DATA EXCERPTS

▶

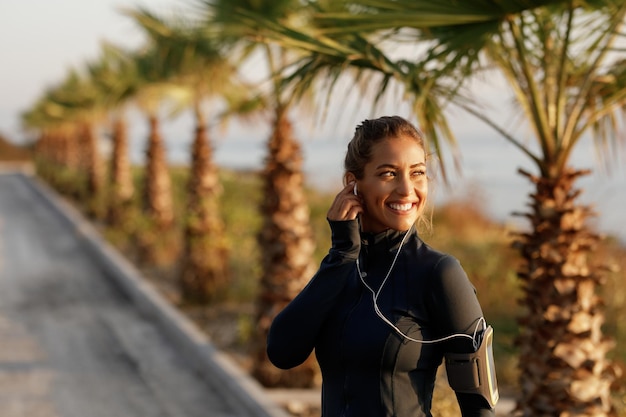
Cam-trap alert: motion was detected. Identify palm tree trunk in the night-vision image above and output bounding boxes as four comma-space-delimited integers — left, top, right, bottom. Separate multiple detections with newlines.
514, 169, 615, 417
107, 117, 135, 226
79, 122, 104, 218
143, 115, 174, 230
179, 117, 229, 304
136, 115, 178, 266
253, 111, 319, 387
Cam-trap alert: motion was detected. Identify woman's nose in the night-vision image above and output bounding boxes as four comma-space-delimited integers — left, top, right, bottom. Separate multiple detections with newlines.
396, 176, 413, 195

◀
▶

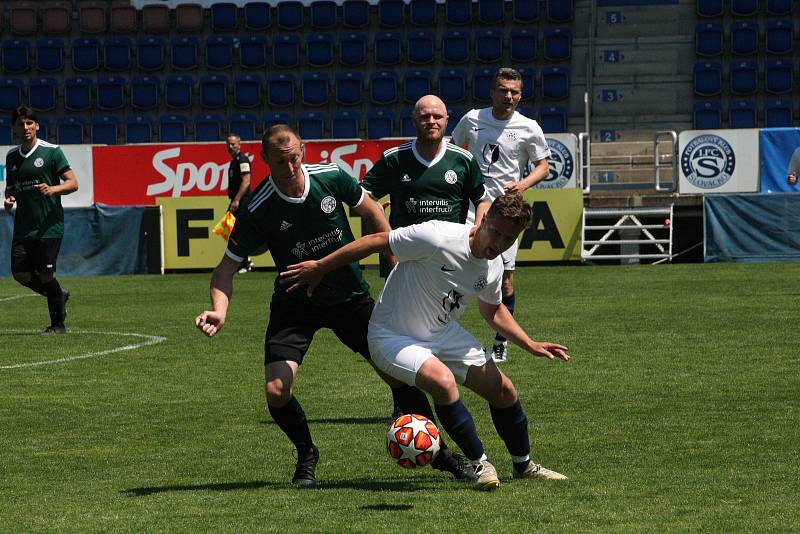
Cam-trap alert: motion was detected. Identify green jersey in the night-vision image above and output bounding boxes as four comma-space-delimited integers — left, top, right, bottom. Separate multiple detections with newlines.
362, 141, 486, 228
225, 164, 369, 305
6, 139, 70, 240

◀
▶

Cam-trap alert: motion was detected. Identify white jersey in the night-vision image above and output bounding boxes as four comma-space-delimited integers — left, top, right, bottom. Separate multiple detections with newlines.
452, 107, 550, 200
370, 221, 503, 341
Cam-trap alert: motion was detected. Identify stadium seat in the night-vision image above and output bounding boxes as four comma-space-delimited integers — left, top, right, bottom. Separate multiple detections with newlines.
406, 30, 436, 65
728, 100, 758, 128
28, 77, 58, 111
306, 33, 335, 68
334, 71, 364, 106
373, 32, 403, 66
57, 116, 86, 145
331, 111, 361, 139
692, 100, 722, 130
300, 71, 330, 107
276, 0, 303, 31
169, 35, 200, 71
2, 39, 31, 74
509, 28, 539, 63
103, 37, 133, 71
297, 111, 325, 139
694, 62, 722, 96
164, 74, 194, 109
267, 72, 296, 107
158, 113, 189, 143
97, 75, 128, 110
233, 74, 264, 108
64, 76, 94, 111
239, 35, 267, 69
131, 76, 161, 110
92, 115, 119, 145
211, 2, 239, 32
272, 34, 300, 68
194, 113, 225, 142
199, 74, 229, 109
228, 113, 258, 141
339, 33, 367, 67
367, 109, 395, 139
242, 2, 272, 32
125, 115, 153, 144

◀

EXERCISE DIRECTIONS
Please return, verbatim, the stretch of the data above from the line containing "Cam-trap alert: motion was detected. Identify woman's" through the line containing "396, 176, 413, 195", including both of those lines and nothing else.

EXERCISE RESPONSE
Cam-trap alert: motion was detected. Identify woman's nose in the night-vision image above and output bounding boxes as four comma-space-delimited integers — left, top, right, bottom. Separate multiple detections with newlines.
396, 176, 413, 195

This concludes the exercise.